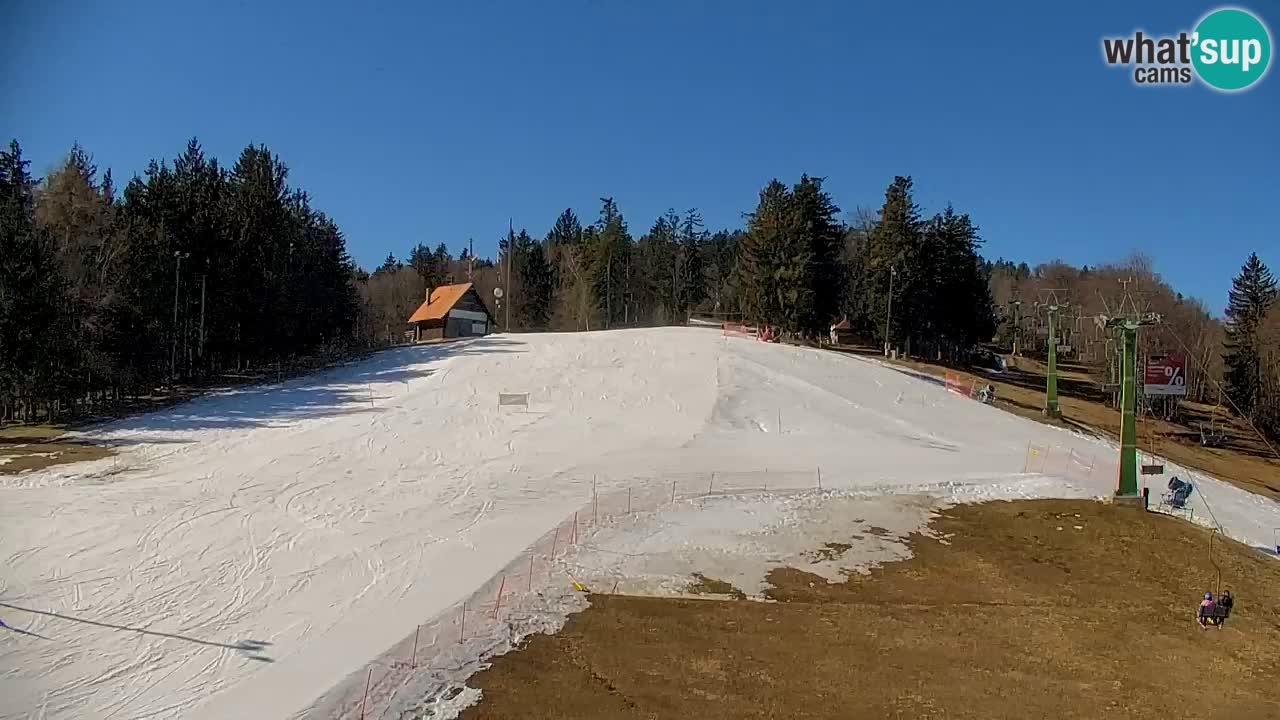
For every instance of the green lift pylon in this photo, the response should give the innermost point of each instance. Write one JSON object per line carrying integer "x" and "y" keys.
{"x": 1051, "y": 408}
{"x": 1127, "y": 484}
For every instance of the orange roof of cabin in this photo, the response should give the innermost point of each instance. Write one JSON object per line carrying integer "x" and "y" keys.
{"x": 443, "y": 299}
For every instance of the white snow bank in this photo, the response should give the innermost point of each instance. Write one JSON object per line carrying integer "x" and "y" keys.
{"x": 330, "y": 515}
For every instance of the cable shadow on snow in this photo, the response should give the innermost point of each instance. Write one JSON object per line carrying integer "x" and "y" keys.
{"x": 348, "y": 390}
{"x": 251, "y": 650}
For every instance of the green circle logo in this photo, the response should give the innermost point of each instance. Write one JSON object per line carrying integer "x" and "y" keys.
{"x": 1230, "y": 49}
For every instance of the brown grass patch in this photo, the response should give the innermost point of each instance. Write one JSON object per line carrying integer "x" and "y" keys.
{"x": 1014, "y": 618}
{"x": 33, "y": 447}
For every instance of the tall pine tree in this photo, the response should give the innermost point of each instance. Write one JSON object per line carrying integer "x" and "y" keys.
{"x": 1252, "y": 295}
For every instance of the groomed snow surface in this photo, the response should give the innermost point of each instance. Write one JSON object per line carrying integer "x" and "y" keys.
{"x": 251, "y": 554}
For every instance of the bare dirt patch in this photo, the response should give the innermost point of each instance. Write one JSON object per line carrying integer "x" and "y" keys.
{"x": 32, "y": 447}
{"x": 1243, "y": 460}
{"x": 1033, "y": 609}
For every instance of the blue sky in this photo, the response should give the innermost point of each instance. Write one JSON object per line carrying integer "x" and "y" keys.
{"x": 439, "y": 121}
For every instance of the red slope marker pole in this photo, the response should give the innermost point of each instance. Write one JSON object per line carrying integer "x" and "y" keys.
{"x": 365, "y": 700}
{"x": 497, "y": 605}
{"x": 412, "y": 661}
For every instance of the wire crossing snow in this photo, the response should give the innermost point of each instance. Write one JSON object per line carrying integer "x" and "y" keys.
{"x": 247, "y": 551}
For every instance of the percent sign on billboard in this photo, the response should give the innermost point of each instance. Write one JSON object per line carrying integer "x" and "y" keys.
{"x": 1165, "y": 374}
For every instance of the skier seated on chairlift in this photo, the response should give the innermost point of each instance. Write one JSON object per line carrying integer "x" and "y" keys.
{"x": 987, "y": 395}
{"x": 1207, "y": 613}
{"x": 1224, "y": 606}
{"x": 1178, "y": 492}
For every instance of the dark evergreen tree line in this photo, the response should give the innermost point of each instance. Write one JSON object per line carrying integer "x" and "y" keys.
{"x": 192, "y": 273}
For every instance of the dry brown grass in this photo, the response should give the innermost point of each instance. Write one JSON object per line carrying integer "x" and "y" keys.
{"x": 1014, "y": 618}
{"x": 1244, "y": 460}
{"x": 32, "y": 447}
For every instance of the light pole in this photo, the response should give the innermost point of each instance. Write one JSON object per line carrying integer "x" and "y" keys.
{"x": 888, "y": 311}
{"x": 173, "y": 351}
{"x": 1018, "y": 326}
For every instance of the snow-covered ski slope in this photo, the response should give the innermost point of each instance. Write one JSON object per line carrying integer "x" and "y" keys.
{"x": 270, "y": 541}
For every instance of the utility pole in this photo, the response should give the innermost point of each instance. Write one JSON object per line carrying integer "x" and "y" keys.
{"x": 1127, "y": 324}
{"x": 1051, "y": 409}
{"x": 888, "y": 311}
{"x": 511, "y": 247}
{"x": 1051, "y": 405}
{"x": 1018, "y": 323}
{"x": 204, "y": 279}
{"x": 173, "y": 350}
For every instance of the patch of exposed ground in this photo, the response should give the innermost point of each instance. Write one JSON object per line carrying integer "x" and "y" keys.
{"x": 1031, "y": 609}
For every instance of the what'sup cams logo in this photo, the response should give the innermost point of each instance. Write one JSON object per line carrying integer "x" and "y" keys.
{"x": 1229, "y": 50}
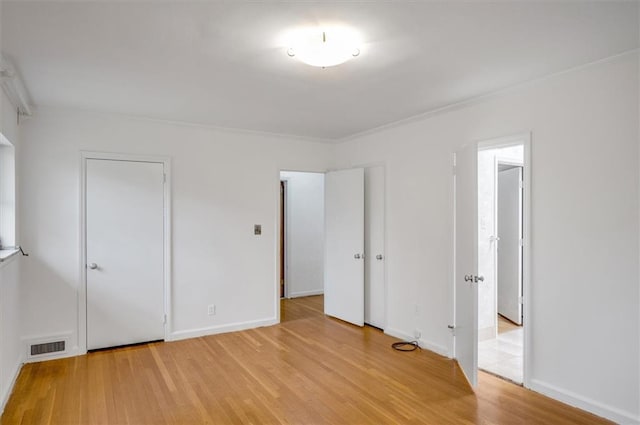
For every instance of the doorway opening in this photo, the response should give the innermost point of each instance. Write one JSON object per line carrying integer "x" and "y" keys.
{"x": 501, "y": 318}
{"x": 301, "y": 245}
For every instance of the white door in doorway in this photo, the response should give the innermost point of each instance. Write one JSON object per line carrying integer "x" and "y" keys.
{"x": 125, "y": 252}
{"x": 374, "y": 303}
{"x": 344, "y": 245}
{"x": 466, "y": 277}
{"x": 509, "y": 246}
+ + +
> Problem to solve: Nothing but the lines from the one containing "For every instance of the white door" through the final line of the listing above belongs in the answer; set them down exactly.

> Reply:
For every instance of the white door in doorway in this photo, the response should give the innermost point of each instance. Write one JSON object per line carrying integer "x" and "y" keys.
{"x": 125, "y": 252}
{"x": 374, "y": 303}
{"x": 344, "y": 245}
{"x": 466, "y": 277}
{"x": 509, "y": 246}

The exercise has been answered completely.